Which lines in the entries contain the word "target"? Pick out each of those lines and copy it.

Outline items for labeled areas
▽
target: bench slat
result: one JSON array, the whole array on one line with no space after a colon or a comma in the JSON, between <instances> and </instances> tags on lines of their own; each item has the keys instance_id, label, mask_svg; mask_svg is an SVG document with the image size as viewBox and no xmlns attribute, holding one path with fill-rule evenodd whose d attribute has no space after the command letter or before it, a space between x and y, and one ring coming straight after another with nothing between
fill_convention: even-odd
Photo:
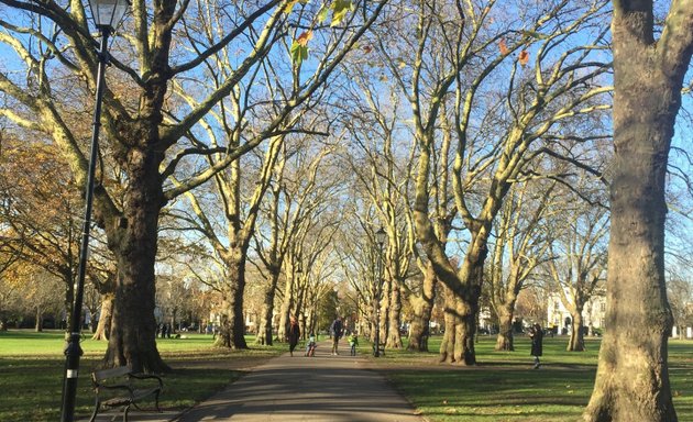
<instances>
[{"instance_id":1,"label":"bench slat","mask_svg":"<svg viewBox=\"0 0 693 422\"><path fill-rule=\"evenodd\" d=\"M92 374L92 377L94 380L98 382L108 378L124 377L128 374L130 374L129 367L119 366L118 368L97 370Z\"/></svg>"}]
</instances>

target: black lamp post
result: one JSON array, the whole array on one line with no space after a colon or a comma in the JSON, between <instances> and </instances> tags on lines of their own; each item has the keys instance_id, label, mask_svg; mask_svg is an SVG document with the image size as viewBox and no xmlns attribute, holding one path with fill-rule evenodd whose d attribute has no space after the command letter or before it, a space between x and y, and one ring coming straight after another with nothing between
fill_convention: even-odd
<instances>
[{"instance_id":1,"label":"black lamp post","mask_svg":"<svg viewBox=\"0 0 693 422\"><path fill-rule=\"evenodd\" d=\"M87 253L89 252L89 229L91 226L91 204L94 202L94 178L99 151L99 127L101 125L101 100L103 98L103 73L109 62L108 37L120 23L128 11L128 0L90 0L89 8L94 22L101 33L101 45L98 52L99 65L97 69L96 106L94 110L94 132L91 134L91 155L87 174L85 225L81 232L81 245L79 249L79 268L77 282L75 284L75 303L70 333L65 348L65 378L63 384L63 407L61 411L62 422L75 420L75 397L77 393L77 380L79 377L79 358L82 354L79 346L81 332L81 306L84 301L85 275L87 273Z\"/></svg>"},{"instance_id":2,"label":"black lamp post","mask_svg":"<svg viewBox=\"0 0 693 422\"><path fill-rule=\"evenodd\" d=\"M373 349L374 357L381 357L381 296L383 293L383 245L387 234L381 227L375 232L375 243L378 247L377 256L377 280L375 284L375 347Z\"/></svg>"}]
</instances>

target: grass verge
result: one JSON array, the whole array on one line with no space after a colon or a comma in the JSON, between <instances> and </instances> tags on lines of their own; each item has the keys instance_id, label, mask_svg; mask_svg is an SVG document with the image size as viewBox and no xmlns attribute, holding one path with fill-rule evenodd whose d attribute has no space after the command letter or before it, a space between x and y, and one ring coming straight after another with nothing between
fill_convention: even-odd
<instances>
[{"instance_id":1,"label":"grass verge","mask_svg":"<svg viewBox=\"0 0 693 422\"><path fill-rule=\"evenodd\" d=\"M160 338L157 347L174 370L164 375L161 407L183 410L194 406L229 382L250 366L285 352L286 345L253 346L249 351L211 347L211 336L188 334L188 338ZM0 332L0 421L59 420L65 356L63 332ZM88 419L94 410L89 373L103 356L106 344L85 340L76 398L77 419Z\"/></svg>"},{"instance_id":2,"label":"grass verge","mask_svg":"<svg viewBox=\"0 0 693 422\"><path fill-rule=\"evenodd\" d=\"M574 422L592 395L600 341L565 352L568 338L544 338L542 367L532 369L527 338L516 352L494 352L495 337L476 343L479 365L438 364L437 353L388 351L382 371L431 422ZM440 338L430 348L437 351ZM670 380L680 421L693 421L693 342L671 341Z\"/></svg>"}]
</instances>

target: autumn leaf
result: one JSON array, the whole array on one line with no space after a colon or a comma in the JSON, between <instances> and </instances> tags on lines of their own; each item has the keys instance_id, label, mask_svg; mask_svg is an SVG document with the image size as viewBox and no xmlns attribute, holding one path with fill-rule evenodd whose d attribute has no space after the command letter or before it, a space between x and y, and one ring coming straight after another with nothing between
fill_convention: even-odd
<instances>
[{"instance_id":1,"label":"autumn leaf","mask_svg":"<svg viewBox=\"0 0 693 422\"><path fill-rule=\"evenodd\" d=\"M290 53L292 53L292 62L294 62L296 66L300 66L300 64L306 58L308 58L308 47L305 45L300 45L298 40L294 40L294 43L292 44Z\"/></svg>"},{"instance_id":2,"label":"autumn leaf","mask_svg":"<svg viewBox=\"0 0 693 422\"><path fill-rule=\"evenodd\" d=\"M522 49L519 55L520 65L525 66L529 62L529 53L526 49Z\"/></svg>"},{"instance_id":3,"label":"autumn leaf","mask_svg":"<svg viewBox=\"0 0 693 422\"><path fill-rule=\"evenodd\" d=\"M292 13L292 10L294 10L294 5L296 5L296 3L298 3L298 0L290 0L289 2L287 2L286 9L284 9L284 13L286 14Z\"/></svg>"},{"instance_id":4,"label":"autumn leaf","mask_svg":"<svg viewBox=\"0 0 693 422\"><path fill-rule=\"evenodd\" d=\"M351 0L334 0L331 8L332 23L330 23L330 26L337 26L342 23L342 20L346 16L346 12L353 10L354 4Z\"/></svg>"},{"instance_id":5,"label":"autumn leaf","mask_svg":"<svg viewBox=\"0 0 693 422\"><path fill-rule=\"evenodd\" d=\"M306 32L301 33L300 35L298 35L298 38L296 38L296 42L301 47L305 47L305 46L308 45L308 42L310 40L312 40L312 31L306 31Z\"/></svg>"},{"instance_id":6,"label":"autumn leaf","mask_svg":"<svg viewBox=\"0 0 693 422\"><path fill-rule=\"evenodd\" d=\"M498 42L498 49L504 56L509 53L508 46L505 44L505 38L501 38L501 41Z\"/></svg>"},{"instance_id":7,"label":"autumn leaf","mask_svg":"<svg viewBox=\"0 0 693 422\"><path fill-rule=\"evenodd\" d=\"M321 24L322 22L324 22L329 13L330 13L330 9L322 8L320 12L318 13L318 23Z\"/></svg>"}]
</instances>

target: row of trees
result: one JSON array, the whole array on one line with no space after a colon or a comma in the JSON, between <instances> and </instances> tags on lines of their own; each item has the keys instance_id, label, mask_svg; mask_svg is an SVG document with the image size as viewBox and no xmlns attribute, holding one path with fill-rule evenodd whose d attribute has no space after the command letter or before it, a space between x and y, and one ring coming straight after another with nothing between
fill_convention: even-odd
<instances>
[{"instance_id":1,"label":"row of trees","mask_svg":"<svg viewBox=\"0 0 693 422\"><path fill-rule=\"evenodd\" d=\"M0 268L40 266L72 303L95 40L79 2L0 4L16 16L0 21ZM540 282L582 349L583 307L606 279L585 420L675 420L664 175L693 10L673 1L656 20L651 2L610 4L134 1L111 48L96 190L103 364L167 369L157 263L215 292L220 346L248 347L251 292L270 344L273 315L278 338L289 314L319 327L345 280L339 295L371 334L380 315L388 347L403 345L407 309L409 347L427 349L441 303L441 359L462 365L476 363L481 307L513 349L518 297Z\"/></svg>"}]
</instances>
△
• **TASK RESULT**
target: bench slat
target: black lamp post
target: grass verge
target: autumn leaf
target: row of trees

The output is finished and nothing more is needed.